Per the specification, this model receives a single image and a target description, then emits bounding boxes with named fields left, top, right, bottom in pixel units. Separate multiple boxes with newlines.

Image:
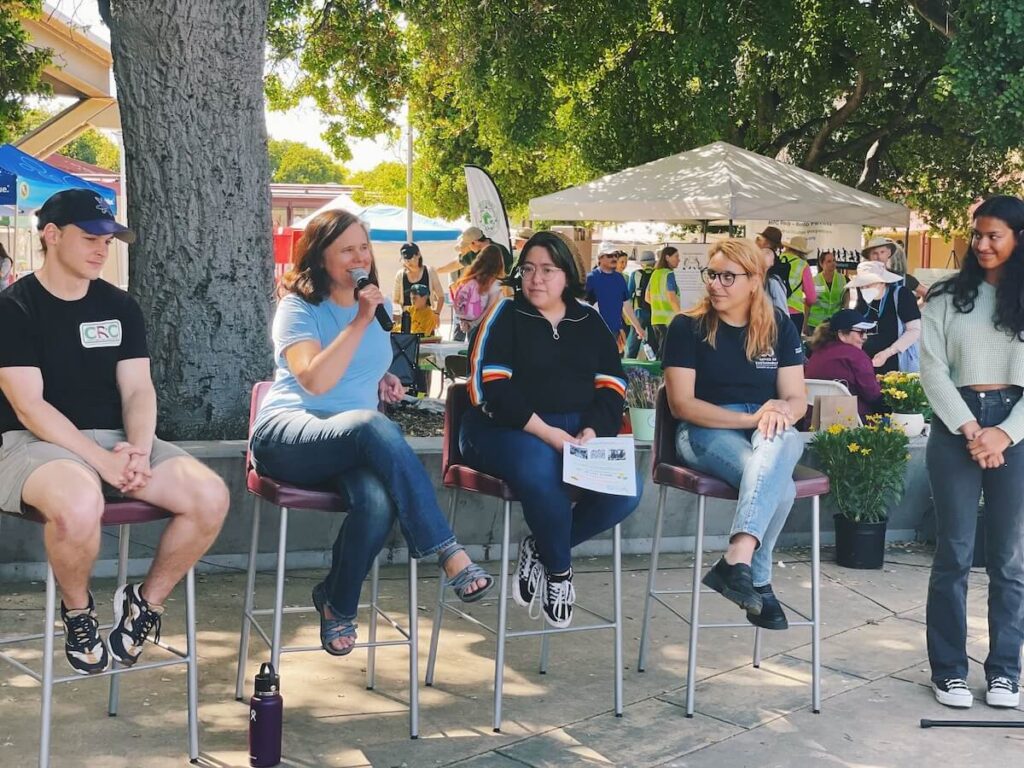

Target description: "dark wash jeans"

left=252, top=411, right=455, bottom=618
left=459, top=408, right=643, bottom=573
left=927, top=387, right=1024, bottom=681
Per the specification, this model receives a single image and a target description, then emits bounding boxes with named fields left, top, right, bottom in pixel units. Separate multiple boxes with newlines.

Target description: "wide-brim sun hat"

• _Set problem_
Return all lines of the records above verbatim, omitting the pictures.

• _Answer below_
Per the specification, this model receives a single image and a target description, then emits bounding boxes with named fields left, top, right, bottom in pixel units. Separate multiple boxes with newlines.

Image:

Target description: "dark wash jeans"

left=252, top=411, right=455, bottom=618
left=459, top=408, right=643, bottom=573
left=927, top=387, right=1024, bottom=681
Per the specification, this model receives a single image and a target description, then emits bounding boxes with named fields left, top, right, bottom in pixel units. Separate multiple boxes with newlines.

Target description: "wide-brim sun hat"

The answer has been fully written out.